## EXERCISE BRIEF
Copy every line of the data below word for word, without changing anything.

## RECORDS SUPPLIED

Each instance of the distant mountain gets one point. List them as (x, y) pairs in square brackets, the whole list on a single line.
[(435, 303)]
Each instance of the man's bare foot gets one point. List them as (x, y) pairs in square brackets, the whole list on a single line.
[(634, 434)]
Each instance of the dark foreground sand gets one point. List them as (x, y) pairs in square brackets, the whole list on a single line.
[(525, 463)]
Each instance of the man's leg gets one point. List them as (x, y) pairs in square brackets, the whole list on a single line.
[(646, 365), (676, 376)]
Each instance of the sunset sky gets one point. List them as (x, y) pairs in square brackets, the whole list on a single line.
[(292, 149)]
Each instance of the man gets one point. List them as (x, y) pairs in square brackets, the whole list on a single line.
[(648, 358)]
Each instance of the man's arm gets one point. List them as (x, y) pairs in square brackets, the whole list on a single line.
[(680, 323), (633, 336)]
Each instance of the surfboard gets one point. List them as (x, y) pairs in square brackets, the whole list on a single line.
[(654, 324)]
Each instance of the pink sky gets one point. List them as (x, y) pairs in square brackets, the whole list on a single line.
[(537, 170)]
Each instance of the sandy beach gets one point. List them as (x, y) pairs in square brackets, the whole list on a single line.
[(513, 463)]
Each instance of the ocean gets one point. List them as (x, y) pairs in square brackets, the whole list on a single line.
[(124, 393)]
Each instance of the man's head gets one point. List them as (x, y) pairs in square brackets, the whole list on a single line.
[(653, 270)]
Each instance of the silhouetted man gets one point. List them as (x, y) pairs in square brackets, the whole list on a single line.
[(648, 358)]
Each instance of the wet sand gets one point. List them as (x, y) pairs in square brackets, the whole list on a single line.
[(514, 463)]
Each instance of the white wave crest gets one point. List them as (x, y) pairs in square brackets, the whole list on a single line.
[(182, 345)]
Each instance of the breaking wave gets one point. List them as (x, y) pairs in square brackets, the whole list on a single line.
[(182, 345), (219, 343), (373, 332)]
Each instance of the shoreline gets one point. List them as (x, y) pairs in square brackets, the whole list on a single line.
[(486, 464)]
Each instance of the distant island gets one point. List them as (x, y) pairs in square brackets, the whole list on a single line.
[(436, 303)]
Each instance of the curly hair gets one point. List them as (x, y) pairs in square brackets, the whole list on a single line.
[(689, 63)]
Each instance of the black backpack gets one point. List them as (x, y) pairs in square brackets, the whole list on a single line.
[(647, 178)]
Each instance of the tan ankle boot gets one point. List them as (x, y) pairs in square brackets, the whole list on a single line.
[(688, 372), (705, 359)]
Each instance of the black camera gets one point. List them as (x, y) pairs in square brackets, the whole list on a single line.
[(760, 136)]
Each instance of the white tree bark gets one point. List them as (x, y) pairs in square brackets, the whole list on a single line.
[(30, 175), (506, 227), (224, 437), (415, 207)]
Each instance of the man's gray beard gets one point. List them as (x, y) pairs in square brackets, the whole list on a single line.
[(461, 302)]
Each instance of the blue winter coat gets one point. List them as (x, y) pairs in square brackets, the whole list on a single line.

## TASK SOLUTION
Each instance of the distant mountain gets one point. List them as (x, y) pairs in square brackets, the whole list on a single line.
[(435, 303)]
Each instance of the man's bare foot gets one point. List them as (x, y) pairs in square brackets, the whole list on a single line.
[(634, 434)]
Each instance of the dark foreground sand gets one point. List them as (x, y) pairs in square brackets, the whole list on a single line.
[(525, 463)]
Each instance of the man's leg gets one point. List them as (x, y) pairs in square brackets, the whole list on a single line.
[(646, 365), (676, 376)]
Each instance of the sunset sky gets one point. List them as (x, y) pairs in square brackets, the whole list on a single line.
[(292, 149)]
Each instance of the man gets one point. List them as (x, y) pairs in square brackets, the whole list on a single line.
[(648, 358)]
Each instance of the man's arm gets one point. List them as (x, y) pairs in square brackets, the whole list on a single line.
[(680, 323), (633, 336)]
Each instance of the surfboard gets one point. List them as (x, y) pairs in square brackets, the whole list on a single line.
[(654, 324)]
Each instance of the pink sky gets one point. List them as (x, y) pairs in square brackets, the whole list on a single line.
[(537, 170)]
Each instance of the sandy beach gets one point. List them as (x, y) pairs in square brackets, the whole list on a single line.
[(513, 463)]
Each instance of the ocean gets one point. List them as (x, y) pairs in square brackets, the whole list on a single line.
[(124, 393)]
Each instance of the man's head gets one point. List them as (x, y) pairs in square brackets, the whole list on a single line.
[(653, 270)]
Each instance of the silhouetted man gets one point. List them as (x, y) pairs in square brackets, the whole list on a single line.
[(648, 358)]
Each instance of the wet sand gets one point. List them as (x, y) pairs in square brackets, the whole list on a single line.
[(514, 463)]
Each instance of the white wave crest gets one point. List them as (x, y) pairs in square brackets, the whole list on a single line.
[(182, 345)]
Each instance of the breaking wave gets one point. List them as (x, y) pairs in square brackets, the whole list on a single line.
[(182, 345), (219, 343), (373, 332)]
Each instance of the shoreline gets one point. List them as (x, y) pairs in square brackets, the whole list on a single line.
[(486, 464)]
Each instance of the distant island gets one point. List them as (x, y) pairs in square brackets, the whole list on a single line.
[(436, 303)]
Each instance of the curly hair gets one point. List them as (x, y) pairs in square brackets, the whole list on a single line.
[(689, 63)]
Each instance of the black backpack gets one point. List them as (x, y) pairs in square brackets, the whole list on a single line.
[(647, 178)]
Each instance of the tan ankle boot gets one point. List them as (x, y) pairs in square brackets, the whole list on a single line.
[(688, 372), (705, 359)]
Each instance of the black camera gets one point. List them as (x, y) pairs in square brackets, the whole list on a single line.
[(760, 136)]
Each instance of the white tree bark gets one point. List them as (x, y) pairs in square brackets, the whole list on a single line.
[(30, 175), (506, 227), (224, 437), (415, 207)]
Each instance of the man's gray beard gets one point. List them as (x, y) pairs in square brackets, the whole list on a single line.
[(461, 302)]
Each instance of the blue winter coat gets one point. List them as (x, y) pairs in square brackets, the whole list on a single line.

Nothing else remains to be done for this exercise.